◆ Short exercise
Rewrite the material from the line containing "haze. Produce a bounding box for every instance." through the end, changing "rocky" to "stony" and leaving everything else as it is.

◆ Provided records

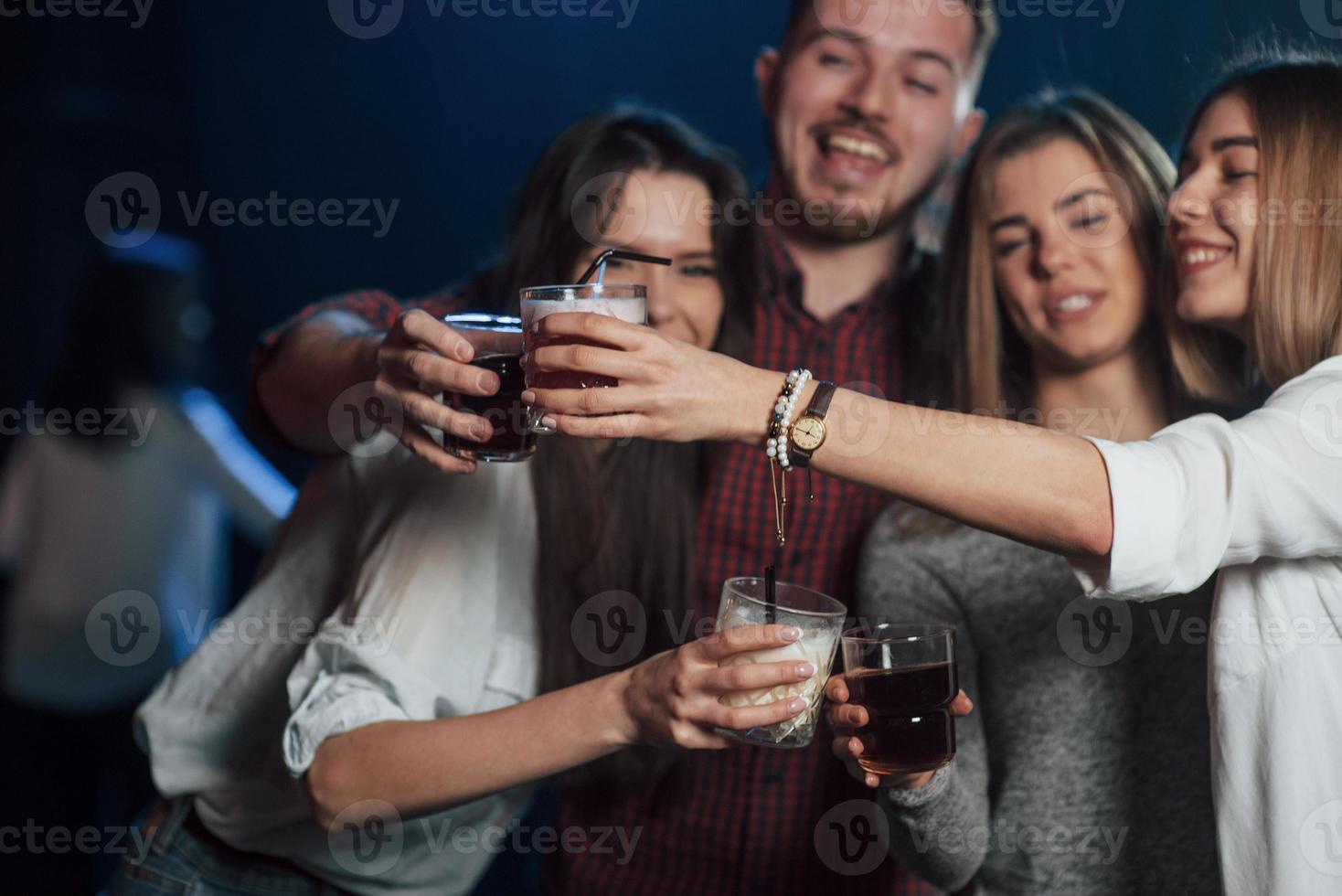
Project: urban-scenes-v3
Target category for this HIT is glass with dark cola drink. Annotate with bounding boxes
[521,283,648,433]
[843,623,960,775]
[442,314,536,463]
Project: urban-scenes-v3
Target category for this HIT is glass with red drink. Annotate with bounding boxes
[442,314,536,463]
[521,283,648,432]
[843,623,960,775]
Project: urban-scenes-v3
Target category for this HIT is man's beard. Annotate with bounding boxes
[774,150,952,244]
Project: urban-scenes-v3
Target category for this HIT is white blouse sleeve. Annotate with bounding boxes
[1072,357,1342,600]
[283,620,470,776]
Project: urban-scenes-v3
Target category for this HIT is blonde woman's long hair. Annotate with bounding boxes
[1169,51,1342,401]
[941,90,1181,417]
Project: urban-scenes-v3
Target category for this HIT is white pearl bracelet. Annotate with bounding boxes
[763,368,811,471]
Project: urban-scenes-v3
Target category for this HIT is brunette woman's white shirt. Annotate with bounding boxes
[137,447,539,896]
[1073,357,1342,896]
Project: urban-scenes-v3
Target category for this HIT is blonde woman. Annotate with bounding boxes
[527,57,1342,896]
[853,92,1220,896]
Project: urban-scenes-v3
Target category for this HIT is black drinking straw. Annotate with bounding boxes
[579,250,671,283]
[763,566,778,623]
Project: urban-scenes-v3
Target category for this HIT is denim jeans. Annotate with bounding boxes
[106,796,342,896]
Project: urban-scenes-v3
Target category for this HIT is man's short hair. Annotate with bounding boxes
[783,0,998,91]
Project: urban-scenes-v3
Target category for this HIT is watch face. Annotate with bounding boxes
[792,417,825,451]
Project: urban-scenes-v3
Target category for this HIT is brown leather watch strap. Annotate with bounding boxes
[801,381,837,420]
[788,381,835,469]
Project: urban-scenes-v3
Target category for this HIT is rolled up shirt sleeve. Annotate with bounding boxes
[283,621,463,776]
[1072,358,1342,600]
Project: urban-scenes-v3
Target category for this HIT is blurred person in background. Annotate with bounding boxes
[0,235,293,893]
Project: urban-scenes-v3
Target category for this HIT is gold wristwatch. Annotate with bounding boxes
[788,382,835,468]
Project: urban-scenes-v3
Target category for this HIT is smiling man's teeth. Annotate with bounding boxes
[829,134,889,164]
[1184,250,1230,265]
[1053,295,1095,314]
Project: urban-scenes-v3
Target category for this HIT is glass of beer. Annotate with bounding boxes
[442,314,536,464]
[521,283,648,433]
[843,623,960,775]
[714,577,848,747]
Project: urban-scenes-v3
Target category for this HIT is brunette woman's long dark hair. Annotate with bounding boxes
[487,107,758,784]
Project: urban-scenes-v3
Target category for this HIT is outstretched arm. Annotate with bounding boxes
[524,314,1113,558]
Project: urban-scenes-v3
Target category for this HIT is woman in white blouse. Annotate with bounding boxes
[112,110,816,895]
[525,55,1342,896]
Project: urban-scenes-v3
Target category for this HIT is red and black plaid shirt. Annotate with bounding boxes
[252,228,937,896]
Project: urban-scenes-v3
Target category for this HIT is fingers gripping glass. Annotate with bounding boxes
[843,623,960,775]
[522,283,648,433]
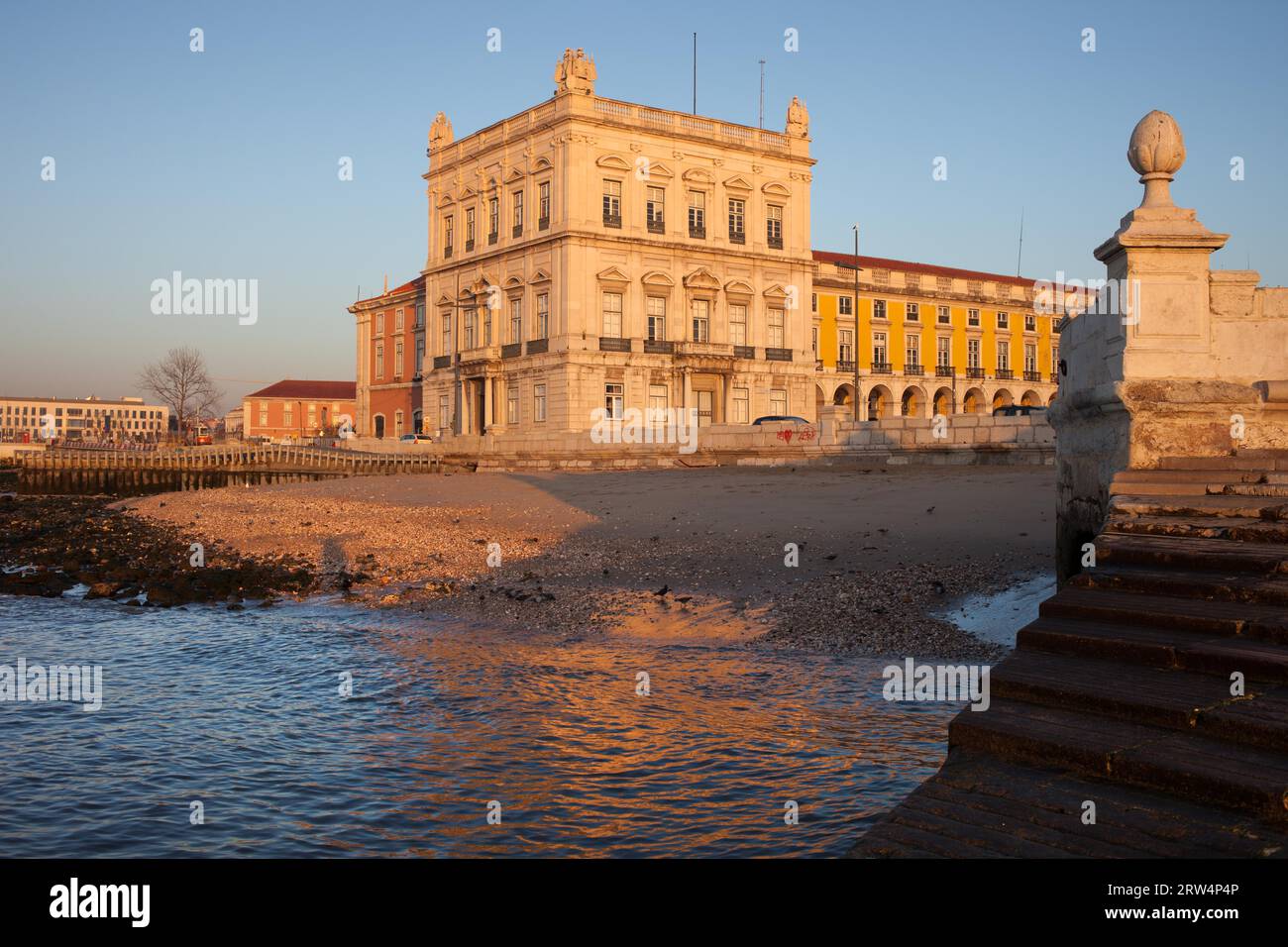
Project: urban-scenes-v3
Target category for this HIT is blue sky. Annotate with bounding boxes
[0,0,1288,404]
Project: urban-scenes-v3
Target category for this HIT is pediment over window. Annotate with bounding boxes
[640,269,675,287]
[595,155,631,171]
[684,266,720,290]
[595,266,631,283]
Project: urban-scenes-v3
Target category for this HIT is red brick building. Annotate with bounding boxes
[242,378,357,441]
[349,277,425,438]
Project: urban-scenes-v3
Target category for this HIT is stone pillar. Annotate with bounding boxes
[1050,111,1288,579]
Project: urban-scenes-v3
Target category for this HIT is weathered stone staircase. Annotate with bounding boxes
[854,451,1288,857]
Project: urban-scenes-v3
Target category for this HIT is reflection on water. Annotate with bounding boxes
[0,599,954,857]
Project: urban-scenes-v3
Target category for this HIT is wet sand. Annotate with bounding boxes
[121,467,1055,657]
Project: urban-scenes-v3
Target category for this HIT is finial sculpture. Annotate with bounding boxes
[1127,108,1185,209]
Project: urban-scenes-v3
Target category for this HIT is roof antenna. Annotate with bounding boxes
[1015,207,1024,275]
[760,59,765,128]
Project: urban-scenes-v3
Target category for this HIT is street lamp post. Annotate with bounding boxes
[850,224,863,421]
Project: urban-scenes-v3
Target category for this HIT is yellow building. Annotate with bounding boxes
[810,250,1086,420]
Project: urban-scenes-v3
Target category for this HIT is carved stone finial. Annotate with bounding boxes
[787,95,808,138]
[1127,110,1185,207]
[555,49,599,95]
[429,112,455,151]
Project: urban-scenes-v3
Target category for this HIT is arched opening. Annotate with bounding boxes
[935,388,953,417]
[899,385,926,417]
[868,385,894,421]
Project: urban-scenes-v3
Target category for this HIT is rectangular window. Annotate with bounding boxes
[691,299,711,342]
[604,177,622,227]
[461,309,478,352]
[602,292,622,339]
[765,204,783,250]
[729,197,747,244]
[648,385,669,424]
[729,303,747,346]
[648,296,666,342]
[645,187,666,233]
[537,180,550,231]
[604,381,626,421]
[765,309,787,349]
[537,292,550,339]
[510,296,523,343]
[690,191,707,239]
[872,333,889,365]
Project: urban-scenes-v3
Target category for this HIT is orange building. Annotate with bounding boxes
[242,380,357,441]
[349,277,425,438]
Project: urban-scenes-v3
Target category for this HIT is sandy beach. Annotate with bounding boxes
[120,467,1053,659]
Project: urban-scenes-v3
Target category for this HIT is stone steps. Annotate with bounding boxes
[948,697,1288,826]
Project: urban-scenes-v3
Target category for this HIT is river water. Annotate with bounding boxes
[0,596,956,857]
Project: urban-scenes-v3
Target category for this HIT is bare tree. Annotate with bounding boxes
[139,347,224,437]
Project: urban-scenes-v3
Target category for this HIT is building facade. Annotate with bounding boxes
[242,380,357,442]
[355,51,1097,450]
[349,275,425,438]
[412,51,814,438]
[810,252,1087,420]
[0,397,170,443]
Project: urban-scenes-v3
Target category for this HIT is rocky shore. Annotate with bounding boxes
[0,493,317,608]
[113,469,1051,661]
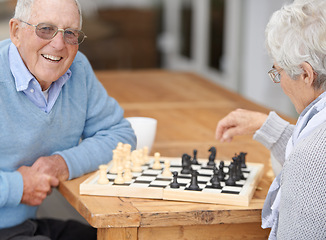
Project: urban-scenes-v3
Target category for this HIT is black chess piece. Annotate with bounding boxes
[181,153,192,174]
[225,163,235,186]
[170,172,180,188]
[240,152,247,168]
[210,167,222,189]
[207,147,216,166]
[191,149,199,165]
[217,163,225,181]
[187,170,200,191]
[232,155,242,181]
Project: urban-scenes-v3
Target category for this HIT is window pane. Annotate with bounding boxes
[180,0,193,58]
[209,0,225,71]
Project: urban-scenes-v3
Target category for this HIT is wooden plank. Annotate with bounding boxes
[59,173,141,228]
[97,228,138,240]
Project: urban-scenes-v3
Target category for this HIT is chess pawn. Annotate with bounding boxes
[123,162,132,182]
[153,152,162,170]
[131,150,142,172]
[143,146,149,164]
[162,159,172,177]
[97,165,109,185]
[123,143,131,165]
[137,149,145,165]
[114,166,125,184]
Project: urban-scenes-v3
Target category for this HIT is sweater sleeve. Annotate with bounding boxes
[54,54,136,179]
[0,171,24,208]
[254,112,294,165]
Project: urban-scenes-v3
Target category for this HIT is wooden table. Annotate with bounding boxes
[59,70,296,240]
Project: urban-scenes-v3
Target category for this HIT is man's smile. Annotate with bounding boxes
[41,54,62,62]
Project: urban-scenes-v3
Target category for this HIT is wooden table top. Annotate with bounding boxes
[59,70,293,231]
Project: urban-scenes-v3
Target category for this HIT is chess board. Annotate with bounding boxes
[80,157,263,206]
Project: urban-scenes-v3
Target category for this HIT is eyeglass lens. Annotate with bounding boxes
[36,23,85,45]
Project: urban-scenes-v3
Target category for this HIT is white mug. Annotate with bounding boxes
[126,117,157,153]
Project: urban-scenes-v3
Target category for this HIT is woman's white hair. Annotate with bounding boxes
[14,0,83,29]
[265,0,326,90]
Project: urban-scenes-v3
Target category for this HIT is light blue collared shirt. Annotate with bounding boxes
[9,43,71,113]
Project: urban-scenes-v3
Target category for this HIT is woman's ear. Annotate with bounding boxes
[9,18,21,48]
[301,62,316,86]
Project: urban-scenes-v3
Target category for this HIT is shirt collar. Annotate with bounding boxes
[9,43,71,91]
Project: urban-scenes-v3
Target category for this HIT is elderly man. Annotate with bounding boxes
[0,0,136,239]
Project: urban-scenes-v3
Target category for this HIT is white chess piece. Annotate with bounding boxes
[114,166,125,184]
[109,149,120,174]
[123,162,132,182]
[97,165,109,185]
[143,146,149,164]
[131,150,142,172]
[153,152,162,170]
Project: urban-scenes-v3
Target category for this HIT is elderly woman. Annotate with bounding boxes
[216,0,326,239]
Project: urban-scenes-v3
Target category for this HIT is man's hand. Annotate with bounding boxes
[215,109,268,142]
[17,166,59,206]
[32,155,69,181]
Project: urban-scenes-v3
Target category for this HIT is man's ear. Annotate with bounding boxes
[9,18,21,48]
[301,62,316,86]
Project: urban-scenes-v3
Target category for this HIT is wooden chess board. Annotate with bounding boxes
[80,157,263,206]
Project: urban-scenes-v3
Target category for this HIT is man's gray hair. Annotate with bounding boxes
[265,0,326,90]
[14,0,83,29]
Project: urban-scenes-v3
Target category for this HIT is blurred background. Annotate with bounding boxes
[0,0,296,117]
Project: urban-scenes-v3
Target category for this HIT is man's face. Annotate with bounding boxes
[15,0,80,90]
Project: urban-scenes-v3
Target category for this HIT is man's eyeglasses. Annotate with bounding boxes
[20,20,87,45]
[268,66,283,83]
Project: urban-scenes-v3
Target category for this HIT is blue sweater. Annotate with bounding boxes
[0,40,136,229]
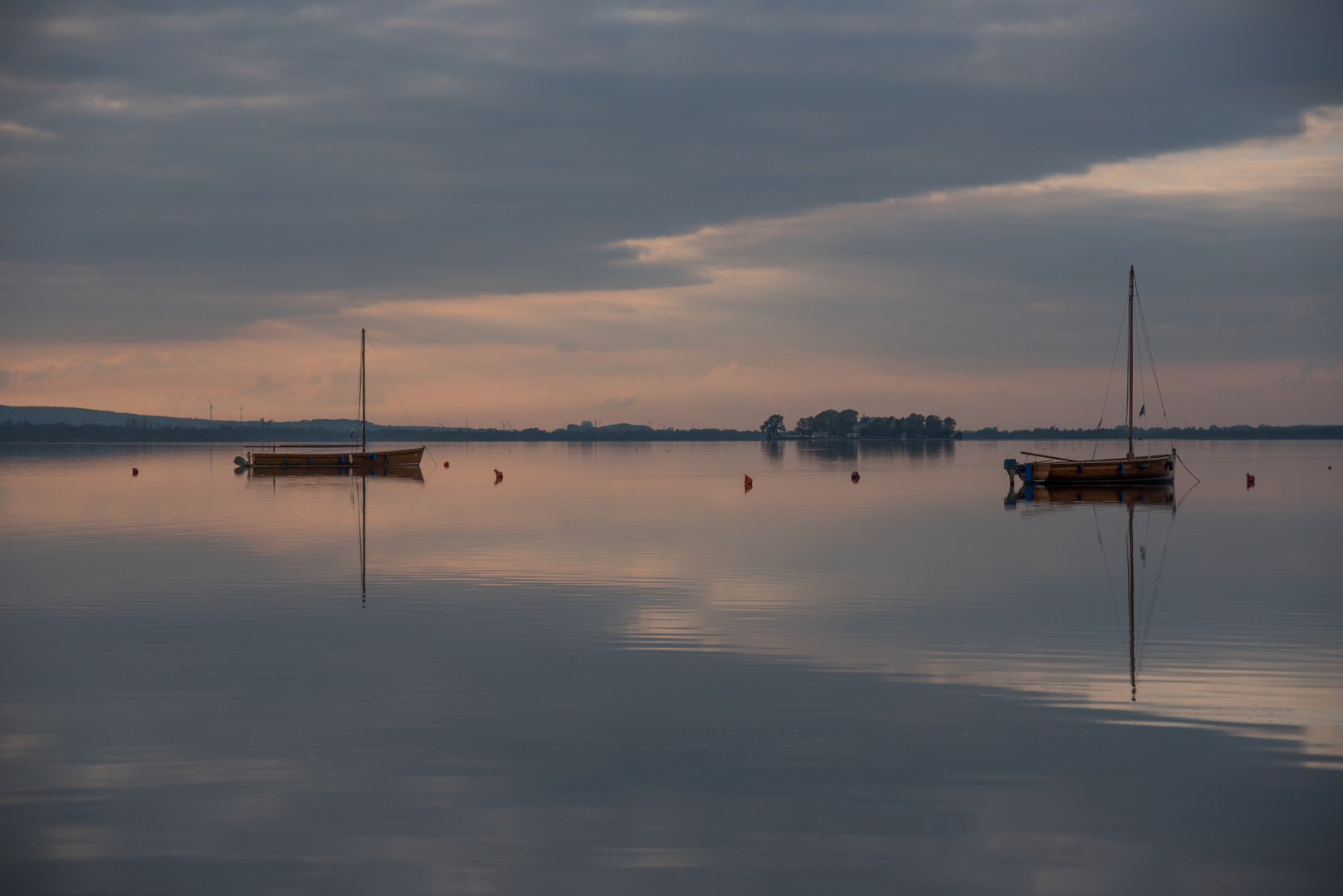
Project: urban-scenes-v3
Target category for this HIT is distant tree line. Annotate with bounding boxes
[760,408,959,439]
[0,419,761,445]
[963,423,1343,441]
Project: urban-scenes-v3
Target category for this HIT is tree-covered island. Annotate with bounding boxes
[760,408,960,439]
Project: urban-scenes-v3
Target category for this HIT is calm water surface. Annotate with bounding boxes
[0,442,1343,894]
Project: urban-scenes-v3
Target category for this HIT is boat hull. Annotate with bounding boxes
[1017,454,1175,486]
[247,446,424,469]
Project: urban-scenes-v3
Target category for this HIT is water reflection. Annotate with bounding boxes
[1004,485,1175,514]
[246,465,424,606]
[791,439,956,464]
[1004,484,1176,703]
[0,443,1343,896]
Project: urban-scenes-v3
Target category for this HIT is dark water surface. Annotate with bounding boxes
[0,442,1343,894]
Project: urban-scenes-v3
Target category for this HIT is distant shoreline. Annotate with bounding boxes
[7,421,1343,445]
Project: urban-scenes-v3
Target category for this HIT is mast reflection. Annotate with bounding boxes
[239,465,424,606]
[1004,484,1187,703]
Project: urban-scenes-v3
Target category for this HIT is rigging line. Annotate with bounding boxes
[1134,286,1174,447]
[1091,295,1128,460]
[368,331,437,467]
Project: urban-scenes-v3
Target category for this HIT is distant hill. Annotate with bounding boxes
[0,404,384,432]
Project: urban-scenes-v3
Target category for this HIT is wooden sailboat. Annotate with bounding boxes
[234,329,424,471]
[1004,266,1175,488]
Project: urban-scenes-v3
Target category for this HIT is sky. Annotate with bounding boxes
[0,0,1343,429]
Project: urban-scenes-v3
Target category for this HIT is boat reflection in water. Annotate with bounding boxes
[1004,484,1175,514]
[244,465,424,482]
[1004,484,1175,703]
[244,466,424,605]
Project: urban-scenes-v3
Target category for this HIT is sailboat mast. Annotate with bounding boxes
[1128,265,1135,460]
[359,326,365,457]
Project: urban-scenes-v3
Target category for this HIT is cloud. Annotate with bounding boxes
[0,0,1343,341]
[0,121,56,139]
[0,0,1343,425]
[243,373,287,397]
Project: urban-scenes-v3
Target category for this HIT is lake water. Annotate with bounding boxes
[0,442,1343,894]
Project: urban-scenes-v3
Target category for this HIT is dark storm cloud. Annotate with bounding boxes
[0,2,1343,338]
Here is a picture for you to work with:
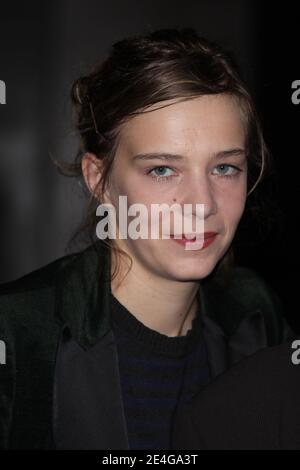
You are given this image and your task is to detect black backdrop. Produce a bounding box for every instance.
[0,0,300,331]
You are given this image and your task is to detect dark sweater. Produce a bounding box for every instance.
[111,295,209,450]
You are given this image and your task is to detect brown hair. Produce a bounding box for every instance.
[52,28,278,286]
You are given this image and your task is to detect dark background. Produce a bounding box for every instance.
[0,0,300,332]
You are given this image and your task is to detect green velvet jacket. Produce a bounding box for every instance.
[0,243,294,449]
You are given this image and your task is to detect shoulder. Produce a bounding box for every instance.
[206,265,294,346]
[0,248,79,334]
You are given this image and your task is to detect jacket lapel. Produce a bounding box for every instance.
[53,329,129,450]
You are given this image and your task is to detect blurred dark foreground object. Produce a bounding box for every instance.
[173,341,300,450]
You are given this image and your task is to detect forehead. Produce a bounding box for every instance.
[121,94,245,151]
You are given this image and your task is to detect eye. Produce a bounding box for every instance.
[214,163,243,178]
[147,166,174,181]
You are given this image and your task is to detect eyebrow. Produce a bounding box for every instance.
[132,147,246,161]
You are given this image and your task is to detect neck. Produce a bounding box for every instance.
[111,248,199,336]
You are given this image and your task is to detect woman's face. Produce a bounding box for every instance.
[100,95,247,281]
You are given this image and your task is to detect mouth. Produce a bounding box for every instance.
[170,232,217,251]
[170,232,217,242]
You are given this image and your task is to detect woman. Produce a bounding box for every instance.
[0,29,292,449]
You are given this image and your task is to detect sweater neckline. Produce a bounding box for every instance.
[110,293,202,356]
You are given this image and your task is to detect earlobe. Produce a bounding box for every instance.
[81,152,101,194]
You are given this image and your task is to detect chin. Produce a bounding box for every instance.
[164,258,218,282]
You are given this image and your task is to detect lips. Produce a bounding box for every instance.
[170,232,217,241]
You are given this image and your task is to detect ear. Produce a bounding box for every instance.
[81,152,109,202]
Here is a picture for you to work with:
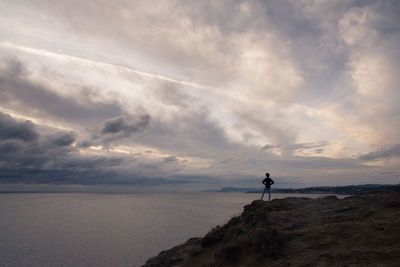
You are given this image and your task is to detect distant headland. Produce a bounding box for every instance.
[203,184,400,195]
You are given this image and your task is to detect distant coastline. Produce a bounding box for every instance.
[202,184,400,195]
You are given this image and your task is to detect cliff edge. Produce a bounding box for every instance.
[144,194,400,267]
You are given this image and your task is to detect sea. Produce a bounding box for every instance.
[0,192,338,267]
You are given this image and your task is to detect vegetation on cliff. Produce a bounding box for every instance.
[144,194,400,267]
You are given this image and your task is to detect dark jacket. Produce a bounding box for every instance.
[263,177,274,188]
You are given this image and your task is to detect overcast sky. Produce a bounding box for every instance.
[0,0,400,191]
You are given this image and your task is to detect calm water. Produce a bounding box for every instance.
[0,193,328,266]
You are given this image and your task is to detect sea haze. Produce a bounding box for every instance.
[0,193,332,266]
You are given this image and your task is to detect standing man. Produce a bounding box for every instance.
[261,172,274,201]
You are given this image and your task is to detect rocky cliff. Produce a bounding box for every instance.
[144,194,400,267]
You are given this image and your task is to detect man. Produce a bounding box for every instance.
[261,172,274,201]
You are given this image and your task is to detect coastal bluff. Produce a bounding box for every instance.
[144,194,400,267]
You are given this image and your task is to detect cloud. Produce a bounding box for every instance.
[163,156,178,163]
[53,132,75,146]
[0,112,39,142]
[360,144,400,161]
[0,59,122,127]
[101,114,151,137]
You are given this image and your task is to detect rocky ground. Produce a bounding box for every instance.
[144,194,400,267]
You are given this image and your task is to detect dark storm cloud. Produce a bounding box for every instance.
[0,59,123,126]
[53,132,75,146]
[0,113,125,183]
[0,112,38,142]
[360,144,400,160]
[101,115,151,137]
[0,113,197,186]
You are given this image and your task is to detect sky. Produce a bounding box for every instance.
[0,0,400,191]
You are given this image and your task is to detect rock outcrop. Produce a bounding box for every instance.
[144,194,400,267]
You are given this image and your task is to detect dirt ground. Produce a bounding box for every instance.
[145,194,400,267]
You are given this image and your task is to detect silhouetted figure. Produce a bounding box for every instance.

◆ Reply
You are given this image and your task is to detect sea haze. Produce a bounding box for every instance.
[0,193,332,266]
You are given this image and your task is to detect standing man. Produce a bounding box for every instance.
[261,172,274,201]
You are given this image and your task is to detect stony cliff. Produce a bounding box for every instance.
[144,194,400,267]
You are given this image and your task is to detect man. Produce a bounding box for every instance.
[261,172,274,201]
You are given this image and your task is to detect coastal bluff. Produce a bounding box for every instance.
[144,194,400,267]
You are given this image and your task is to detect cloud. Produce a bounding box for every instance.
[163,156,178,163]
[53,132,75,146]
[0,112,39,142]
[360,144,400,161]
[0,59,122,127]
[101,114,151,137]
You are given this image and your task is to detect stony ground. Produce a bounding box for every instance.
[144,194,400,267]
You are given this image and your task is to detect dark storm cloud. Produce a bounding box for every instance.
[0,59,123,126]
[53,132,75,146]
[0,113,125,183]
[0,112,38,142]
[360,144,400,160]
[101,115,151,137]
[0,113,197,186]
You are given this image and your task is to detect sky. Produce a bounding box for every instance.
[0,0,400,191]
You are given this image and your task is to detect rock outcrop. Produce a bounding box for every instance.
[144,194,400,267]
You are given this image and your task is to detect dirt ground. Produce a bounding box for every instance.
[145,194,400,267]
You are given this image and your task is to detect silhouetted figure. Produce a bounding box for every instance.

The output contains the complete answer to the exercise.